ACTIVITY
All of the data is to be restated word for word.

INPUT DATA
----------

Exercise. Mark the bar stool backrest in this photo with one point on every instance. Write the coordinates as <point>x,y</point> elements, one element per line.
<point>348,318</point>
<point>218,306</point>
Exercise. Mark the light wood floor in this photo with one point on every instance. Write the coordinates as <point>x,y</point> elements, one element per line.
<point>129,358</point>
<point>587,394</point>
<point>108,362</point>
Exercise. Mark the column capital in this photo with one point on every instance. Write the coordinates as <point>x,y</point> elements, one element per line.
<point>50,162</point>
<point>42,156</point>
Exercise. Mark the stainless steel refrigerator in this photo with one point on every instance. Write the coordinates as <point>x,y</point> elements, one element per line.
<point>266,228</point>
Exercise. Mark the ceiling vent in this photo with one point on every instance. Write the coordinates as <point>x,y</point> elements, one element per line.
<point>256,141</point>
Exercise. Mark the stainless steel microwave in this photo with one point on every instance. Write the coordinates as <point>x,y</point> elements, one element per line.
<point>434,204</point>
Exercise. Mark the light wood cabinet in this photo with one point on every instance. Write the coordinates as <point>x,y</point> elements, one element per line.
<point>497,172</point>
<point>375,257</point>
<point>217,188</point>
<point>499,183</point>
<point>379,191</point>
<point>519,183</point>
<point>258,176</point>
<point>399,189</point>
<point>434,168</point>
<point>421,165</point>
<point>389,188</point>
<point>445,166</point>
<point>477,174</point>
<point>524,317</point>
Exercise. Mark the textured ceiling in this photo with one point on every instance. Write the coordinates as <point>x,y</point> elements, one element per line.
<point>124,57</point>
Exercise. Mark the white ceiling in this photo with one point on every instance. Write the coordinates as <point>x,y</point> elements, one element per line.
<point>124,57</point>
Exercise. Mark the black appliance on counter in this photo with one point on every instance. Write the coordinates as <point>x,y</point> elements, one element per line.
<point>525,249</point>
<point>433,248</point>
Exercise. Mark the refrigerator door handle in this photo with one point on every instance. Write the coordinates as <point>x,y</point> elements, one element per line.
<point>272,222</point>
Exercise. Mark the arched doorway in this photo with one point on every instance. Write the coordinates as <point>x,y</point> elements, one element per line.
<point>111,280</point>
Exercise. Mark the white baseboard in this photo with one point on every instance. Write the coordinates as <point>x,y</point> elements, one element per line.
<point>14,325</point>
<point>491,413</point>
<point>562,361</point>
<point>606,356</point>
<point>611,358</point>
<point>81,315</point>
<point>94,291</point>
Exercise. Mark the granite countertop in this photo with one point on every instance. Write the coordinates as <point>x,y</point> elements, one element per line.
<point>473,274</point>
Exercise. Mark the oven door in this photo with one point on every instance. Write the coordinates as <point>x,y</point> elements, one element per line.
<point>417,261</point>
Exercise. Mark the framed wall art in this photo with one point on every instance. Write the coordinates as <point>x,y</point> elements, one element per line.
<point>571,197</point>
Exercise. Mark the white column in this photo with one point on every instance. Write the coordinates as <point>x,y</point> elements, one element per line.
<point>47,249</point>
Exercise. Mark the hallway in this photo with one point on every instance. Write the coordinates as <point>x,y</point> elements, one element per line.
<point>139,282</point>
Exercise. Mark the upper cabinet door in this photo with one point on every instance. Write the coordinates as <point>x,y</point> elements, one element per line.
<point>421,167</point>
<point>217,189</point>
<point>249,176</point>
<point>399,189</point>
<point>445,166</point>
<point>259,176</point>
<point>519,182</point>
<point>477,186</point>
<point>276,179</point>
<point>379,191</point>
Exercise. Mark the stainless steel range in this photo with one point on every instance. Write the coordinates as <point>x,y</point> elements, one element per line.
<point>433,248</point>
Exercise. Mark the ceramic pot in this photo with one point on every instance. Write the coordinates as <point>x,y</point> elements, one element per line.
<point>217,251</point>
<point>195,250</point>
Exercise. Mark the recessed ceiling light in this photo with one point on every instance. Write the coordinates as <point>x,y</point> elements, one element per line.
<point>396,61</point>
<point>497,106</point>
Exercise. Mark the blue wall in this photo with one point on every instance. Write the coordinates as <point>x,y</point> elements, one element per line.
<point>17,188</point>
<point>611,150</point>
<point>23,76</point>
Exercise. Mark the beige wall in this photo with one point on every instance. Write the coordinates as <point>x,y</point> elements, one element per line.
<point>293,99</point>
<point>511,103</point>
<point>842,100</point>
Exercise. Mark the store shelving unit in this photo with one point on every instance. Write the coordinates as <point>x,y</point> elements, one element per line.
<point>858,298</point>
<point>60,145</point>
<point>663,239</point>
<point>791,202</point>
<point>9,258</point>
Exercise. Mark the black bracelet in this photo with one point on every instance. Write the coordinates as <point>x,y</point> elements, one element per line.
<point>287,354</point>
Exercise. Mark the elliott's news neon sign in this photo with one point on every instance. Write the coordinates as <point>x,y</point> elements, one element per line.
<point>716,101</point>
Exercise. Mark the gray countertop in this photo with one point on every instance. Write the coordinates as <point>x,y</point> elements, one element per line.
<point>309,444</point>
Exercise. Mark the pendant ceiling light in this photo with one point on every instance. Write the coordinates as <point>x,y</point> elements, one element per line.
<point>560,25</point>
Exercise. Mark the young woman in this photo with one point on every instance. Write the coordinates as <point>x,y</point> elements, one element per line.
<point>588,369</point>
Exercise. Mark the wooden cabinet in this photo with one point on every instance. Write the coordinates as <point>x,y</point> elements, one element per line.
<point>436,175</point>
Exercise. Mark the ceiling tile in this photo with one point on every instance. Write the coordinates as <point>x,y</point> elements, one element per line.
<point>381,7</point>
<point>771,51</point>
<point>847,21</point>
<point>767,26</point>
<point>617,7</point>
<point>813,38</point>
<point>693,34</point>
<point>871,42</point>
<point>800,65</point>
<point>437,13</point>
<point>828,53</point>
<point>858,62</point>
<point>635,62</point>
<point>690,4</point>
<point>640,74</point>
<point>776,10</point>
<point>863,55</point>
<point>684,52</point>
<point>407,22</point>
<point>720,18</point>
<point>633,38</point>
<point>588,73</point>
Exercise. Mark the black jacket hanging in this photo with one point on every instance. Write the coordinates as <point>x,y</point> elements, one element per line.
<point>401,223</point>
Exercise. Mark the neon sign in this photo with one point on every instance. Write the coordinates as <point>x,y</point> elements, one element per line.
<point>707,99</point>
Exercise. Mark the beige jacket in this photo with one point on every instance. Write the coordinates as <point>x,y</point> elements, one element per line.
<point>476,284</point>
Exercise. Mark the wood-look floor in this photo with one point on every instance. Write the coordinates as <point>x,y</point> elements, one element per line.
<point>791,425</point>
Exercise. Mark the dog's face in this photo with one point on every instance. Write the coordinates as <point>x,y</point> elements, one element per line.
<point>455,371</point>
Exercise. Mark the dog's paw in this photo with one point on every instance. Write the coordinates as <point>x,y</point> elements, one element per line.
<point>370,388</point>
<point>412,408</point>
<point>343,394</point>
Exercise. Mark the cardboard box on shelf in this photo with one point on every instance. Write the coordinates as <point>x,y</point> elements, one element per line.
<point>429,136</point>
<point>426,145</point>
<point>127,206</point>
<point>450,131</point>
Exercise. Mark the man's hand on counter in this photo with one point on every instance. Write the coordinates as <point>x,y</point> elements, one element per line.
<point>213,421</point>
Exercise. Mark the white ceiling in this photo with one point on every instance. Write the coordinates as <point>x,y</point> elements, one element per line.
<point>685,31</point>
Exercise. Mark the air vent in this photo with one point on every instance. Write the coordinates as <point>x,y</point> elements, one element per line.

----------

EXERCISE ANSWER
Exercise. Mark the bar stool backrest in this photo with one point on every instance. Write the coordinates as <point>x,y</point> elements, one element per line.
<point>348,318</point>
<point>218,306</point>
Exercise. Mark the light wood floor in this photo with one point on every instance. Write the coordinates as <point>x,y</point> elements, one element per line.
<point>129,358</point>
<point>587,394</point>
<point>108,362</point>
Exercise. Mark the column capital in this photo with one point on every instance. Write the coordinates as <point>x,y</point> elements, one element per line.
<point>50,162</point>
<point>42,156</point>
Exercise. Mark the stainless steel refrigerator in this photo with one point on every instance. Write the coordinates as <point>x,y</point> elements, one element per line.
<point>266,228</point>
Exercise. Mark the ceiling vent in this photo with one point on every instance. Write the coordinates as <point>x,y</point> elements, one element per line.
<point>256,141</point>
Exercise. Mark the stainless steel microwave in this photo with one point on every instance. Write the coordinates as <point>x,y</point> elements, one element per line.
<point>434,204</point>
Exercise. Mark the light wood cabinet in this photo with one point on every instance. Write the coordinates as <point>x,y</point> elements, one element per line.
<point>497,172</point>
<point>375,257</point>
<point>217,188</point>
<point>499,183</point>
<point>379,191</point>
<point>519,183</point>
<point>258,176</point>
<point>399,189</point>
<point>434,168</point>
<point>421,165</point>
<point>389,188</point>
<point>445,166</point>
<point>477,174</point>
<point>524,317</point>
Exercise. Mark the textured ceiling in this photo with one point on every instance. Write the coordinates as <point>x,y</point> elements, one element per line.
<point>124,57</point>
Exercise. Mark the white ceiling in this photo with one point on every instance. Write the coordinates as <point>x,y</point> elements, one element per line.
<point>124,57</point>
Exercise. Mark the black appliance on counter in this photo with one point on every instance. Write the coordinates as <point>x,y</point> elements, one element per line.
<point>525,249</point>
<point>433,248</point>
Exercise. Mark the refrigerator door handle in this photo with one point on every instance. Write the coordinates as <point>x,y</point> elements, one element per line.
<point>272,222</point>
Exercise. Mark the arched doorway in this photo with one point on every instance. Write the coordinates as <point>x,y</point> elements, one element per line.
<point>111,280</point>
Exercise. Mark the white baseboard in this photo with one point on every instance. Write the coordinates as <point>x,y</point> elements, one element per line.
<point>14,325</point>
<point>491,413</point>
<point>562,361</point>
<point>606,356</point>
<point>611,358</point>
<point>81,315</point>
<point>94,291</point>
Exercise. Mark the granite countertop in this photo with one point on every instance. Write the coordinates as <point>x,y</point> elements, one element per line.
<point>473,274</point>
Exercise. Mark the oven door in this photo with one point on every instance. Write the coordinates as <point>x,y</point> elements, one element per line.
<point>417,261</point>
Exercise. Mark the framed wall art in this photo with one point on every instance. Write the coordinates as <point>x,y</point> elements, one element per line.
<point>571,197</point>
Exercise. Mark the white column in this photo with one point on every instance. Write the coordinates as <point>x,y</point> elements, one element per line.
<point>47,249</point>
Exercise. Mark the hallway in this photo with one point on every instance. Write the coordinates as <point>x,y</point> elements, one element per line.
<point>139,282</point>
Exercise. Mark the upper cabinet door in this photo with one point on every instance. Write the coordinates as <point>x,y</point> elements, one element per line.
<point>421,167</point>
<point>217,189</point>
<point>249,176</point>
<point>399,189</point>
<point>445,166</point>
<point>259,176</point>
<point>519,182</point>
<point>477,186</point>
<point>276,179</point>
<point>379,191</point>
Exercise. Mark the stainless steel range in this photo with one point on every instance. Write the coordinates as <point>x,y</point> elements, one element per line.
<point>433,248</point>
Exercise. Mark the ceramic pot in this photo with one point on every instance. Write the coordinates as <point>x,y</point> elements, one element per line.
<point>217,251</point>
<point>195,250</point>
Exercise. Mark the recessed ceiling light in this photo with one point on every instance. Write the coordinates as <point>x,y</point> elements, one element per line.
<point>396,61</point>
<point>497,106</point>
Exercise. Mark the blue wall in this photo with one point on every instance. Write the coordinates as <point>x,y</point> elements, one element per line.
<point>17,188</point>
<point>611,150</point>
<point>23,76</point>
Exercise. Mark the beige wall in this photo with one point on every instance. Write the coordinates as <point>x,y</point> elements, one element per line.
<point>293,99</point>
<point>511,103</point>
<point>842,100</point>
Exercise. Mark the store shelving unit in this photo with one point on every instance. Write the coordinates as <point>x,y</point> elements, one element per line.
<point>858,298</point>
<point>60,145</point>
<point>663,239</point>
<point>791,202</point>
<point>9,258</point>
Exercise. Mark the black bracelet in this photo with one point on every instance. Write the coordinates as <point>x,y</point> elements, one element per line.
<point>287,354</point>
Exercise. Mark the elliott's news neon sign in this photo with one point on every instance. Write the coordinates as <point>x,y</point> elements, one element per line.
<point>716,101</point>
Exercise. Mark the gray countertop in this photo with one point on every instance. Write the coordinates as <point>x,y</point> elements, one element per line.
<point>309,444</point>
Exercise. Mark the pendant ceiling light in this photo with one point on every instance. Write the coordinates as <point>x,y</point> elements, one element per line.
<point>560,25</point>
Exercise. Mark the young woman in this photo with one point on every instance. Write the coordinates as <point>x,y</point> elements, one element per line.
<point>588,369</point>
Exercise. Mark the wooden cabinet in this photo with one point on every instance. Write the coordinates as <point>x,y</point> elements, one element per line.
<point>436,175</point>
Exercise. Mark the ceiling tile in this photo with one point on every instance. Write the coordinates as <point>x,y</point> elements, one element per line.
<point>381,7</point>
<point>771,51</point>
<point>847,21</point>
<point>767,26</point>
<point>617,7</point>
<point>813,38</point>
<point>693,34</point>
<point>871,42</point>
<point>800,65</point>
<point>437,13</point>
<point>828,53</point>
<point>858,62</point>
<point>635,62</point>
<point>690,4</point>
<point>640,74</point>
<point>776,10</point>
<point>863,55</point>
<point>684,52</point>
<point>407,22</point>
<point>720,18</point>
<point>633,38</point>
<point>588,73</point>
Exercise. Mark the black jacket hanging in this photo with one point on every instance. Write the coordinates as <point>x,y</point> elements, one element per line.
<point>401,223</point>
Exercise. Mark the neon sign in this photo with one point on every instance. Write the coordinates as <point>x,y</point> elements, one element per line.
<point>707,99</point>
Exercise. Mark the beige jacket in this photo with one point on every instance. Write the coordinates as <point>x,y</point> elements, one element per line.
<point>476,284</point>
Exercise. Mark the wood-look floor in this photo with one point on every instance. Write the coordinates as <point>x,y</point> elements, one element per line.
<point>791,425</point>
Exercise. Mark the dog's face in this photo with one point on every instance. Write the coordinates as <point>x,y</point> elements, one element per line.
<point>455,371</point>
Exercise. Mark the dog's paw in this photo with one point on every instance. Write the coordinates as <point>x,y</point> elements, one element per line.
<point>370,388</point>
<point>412,408</point>
<point>343,394</point>
Exercise. Mark the cardboard box on shelf in this photo with one point on every instance. Write the coordinates as <point>x,y</point> elements, one element per line.
<point>429,136</point>
<point>426,145</point>
<point>127,206</point>
<point>450,131</point>
Exercise. Mark the man's hand on counter in this photo with one point on every instance. Write the coordinates as <point>x,y</point> elements, one element per line.
<point>213,421</point>
Exercise. Mark the white ceiling in this photo with one point on every instance. Write the coordinates as <point>x,y</point> elements, one element per line.
<point>685,31</point>
Exercise. Mark the air vent in this photo with one point on every instance. Write the coordinates as <point>x,y</point> elements, one element per line.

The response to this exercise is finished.